DATA EXTRACT
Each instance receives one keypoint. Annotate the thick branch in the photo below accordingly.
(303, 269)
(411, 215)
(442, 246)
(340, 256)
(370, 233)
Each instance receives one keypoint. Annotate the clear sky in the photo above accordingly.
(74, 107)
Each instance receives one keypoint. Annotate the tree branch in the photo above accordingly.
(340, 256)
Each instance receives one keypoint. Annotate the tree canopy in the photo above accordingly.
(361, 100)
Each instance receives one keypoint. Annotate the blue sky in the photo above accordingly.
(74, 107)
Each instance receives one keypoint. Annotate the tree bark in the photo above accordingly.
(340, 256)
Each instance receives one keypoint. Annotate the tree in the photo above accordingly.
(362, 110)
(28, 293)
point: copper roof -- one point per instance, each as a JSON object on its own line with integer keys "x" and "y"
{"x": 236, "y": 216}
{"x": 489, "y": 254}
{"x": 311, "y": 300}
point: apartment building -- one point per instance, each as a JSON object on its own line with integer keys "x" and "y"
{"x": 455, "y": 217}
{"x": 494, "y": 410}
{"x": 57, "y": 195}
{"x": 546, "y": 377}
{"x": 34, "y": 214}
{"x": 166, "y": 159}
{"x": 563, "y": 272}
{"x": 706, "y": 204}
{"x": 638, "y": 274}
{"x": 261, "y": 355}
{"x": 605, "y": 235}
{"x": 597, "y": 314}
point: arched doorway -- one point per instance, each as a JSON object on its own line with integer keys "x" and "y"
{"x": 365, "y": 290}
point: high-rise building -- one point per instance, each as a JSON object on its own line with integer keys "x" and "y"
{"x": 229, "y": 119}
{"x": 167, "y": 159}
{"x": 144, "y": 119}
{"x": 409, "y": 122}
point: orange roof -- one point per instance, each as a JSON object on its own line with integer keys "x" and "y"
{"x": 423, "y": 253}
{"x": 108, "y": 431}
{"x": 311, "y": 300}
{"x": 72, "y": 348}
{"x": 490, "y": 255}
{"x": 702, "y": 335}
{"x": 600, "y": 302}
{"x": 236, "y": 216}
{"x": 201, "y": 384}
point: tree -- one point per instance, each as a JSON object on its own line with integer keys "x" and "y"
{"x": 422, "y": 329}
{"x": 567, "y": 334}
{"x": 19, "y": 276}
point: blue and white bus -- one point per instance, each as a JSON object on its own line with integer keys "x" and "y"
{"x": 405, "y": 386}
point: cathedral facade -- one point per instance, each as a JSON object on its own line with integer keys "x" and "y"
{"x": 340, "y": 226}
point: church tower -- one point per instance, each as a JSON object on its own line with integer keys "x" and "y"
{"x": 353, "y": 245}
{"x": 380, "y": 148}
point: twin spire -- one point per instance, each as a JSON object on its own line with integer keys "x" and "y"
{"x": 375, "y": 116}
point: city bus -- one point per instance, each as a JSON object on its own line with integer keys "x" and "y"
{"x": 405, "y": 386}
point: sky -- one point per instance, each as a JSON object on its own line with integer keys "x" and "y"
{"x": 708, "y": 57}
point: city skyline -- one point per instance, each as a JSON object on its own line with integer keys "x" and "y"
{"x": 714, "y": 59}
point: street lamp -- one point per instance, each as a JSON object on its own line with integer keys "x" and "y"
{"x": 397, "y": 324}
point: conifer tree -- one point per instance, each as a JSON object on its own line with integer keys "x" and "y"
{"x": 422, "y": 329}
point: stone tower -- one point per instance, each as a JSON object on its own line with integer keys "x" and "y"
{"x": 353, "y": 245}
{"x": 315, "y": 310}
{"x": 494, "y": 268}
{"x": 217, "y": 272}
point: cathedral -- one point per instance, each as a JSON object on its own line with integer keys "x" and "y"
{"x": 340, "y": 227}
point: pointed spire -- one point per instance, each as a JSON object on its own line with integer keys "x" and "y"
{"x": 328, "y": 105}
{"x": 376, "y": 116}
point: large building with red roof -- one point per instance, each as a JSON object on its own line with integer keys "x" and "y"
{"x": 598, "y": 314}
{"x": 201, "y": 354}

WHAT THE TASK REQUIRES
Could you output the lines above, exactly as written, from the one containing "point: stone tower" through the last, with both ends included and no others?

SOLVED PROBLEM
point: stone tower -- one point per instance, each as a JSON object on its own line with integer keys "x" and "y"
{"x": 353, "y": 245}
{"x": 315, "y": 310}
{"x": 494, "y": 268}
{"x": 217, "y": 272}
point: cathedral -- one point per instance, each as a JSON object on its own line with integer keys "x" and "y"
{"x": 340, "y": 227}
point: pointed spire -- one point per instance, each as a JSON object on its own line with integer keys "x" and "y"
{"x": 328, "y": 105}
{"x": 376, "y": 116}
point: large building with red roof -- one point per instance, each as a JSON object on its own line with integer keys "x" and "y"
{"x": 598, "y": 314}
{"x": 201, "y": 354}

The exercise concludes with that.